• EXCERTO:
┌──
No labirinto legal da democracia, o sistema judicial age ao sabor das oportunidades políticas. A justiça entra no jogo político como um suposto elemento regulador, uma casta de guardiões da República. Novamente surge uma questão clássica nas democracias – quem guarda os guardiões? E a espiral retoma o seu efeito perturbador espalhando o país em todas as direcções sem ter um desígnio comum. Noutras circunstâncias os militares funcionavam como “elemento regulador” dos desmandos políticos. Mas com os militares reduzidos a uma rubrica no orçamento de Estado, sem política, sem poder, sem meios, mas com prestígio, os militares são funcionários públicos com farda dependentes do novo exército de comissários políticos. Normal em democracia. O povo aprecia uma bela parada no dia de Portugal.
└──
• ENUNCIADO:
Responda às perguntas seguintes com base no excerto.
1. Que questão clássica nas democracias volta a surgir, segundo o excerto?
2. A que estão reduzidos os militares, de acordo com o excerto?
3. O que aprecia o povo, segundo o excerto?

• Entradas de dados guardadas:
┌──
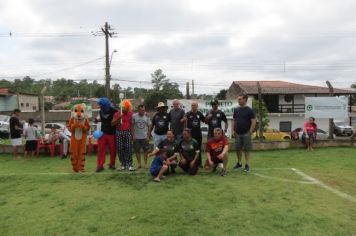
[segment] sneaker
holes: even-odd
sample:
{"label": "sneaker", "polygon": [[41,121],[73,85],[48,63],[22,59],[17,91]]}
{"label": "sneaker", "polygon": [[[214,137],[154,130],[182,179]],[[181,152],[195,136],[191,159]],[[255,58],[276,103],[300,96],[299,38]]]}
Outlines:
{"label": "sneaker", "polygon": [[227,171],[226,169],[224,168],[222,171],[221,171],[221,176],[226,176],[227,175]]}
{"label": "sneaker", "polygon": [[249,166],[249,165],[245,165],[244,171],[247,172],[247,173],[249,173],[249,172],[250,172],[250,166]]}
{"label": "sneaker", "polygon": [[96,172],[103,172],[104,171],[104,167],[96,167]]}
{"label": "sneaker", "polygon": [[241,163],[236,163],[236,165],[234,166],[234,169],[240,169],[242,168],[242,164]]}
└──
• RESOLUÇÃO:
1. A questão é "quem guarda os guardiões?".
2. Os militares estão reduzidos a uma rubrica no orçamento de Estado.
3. O povo aprecia uma bela parada no dia de Portugal.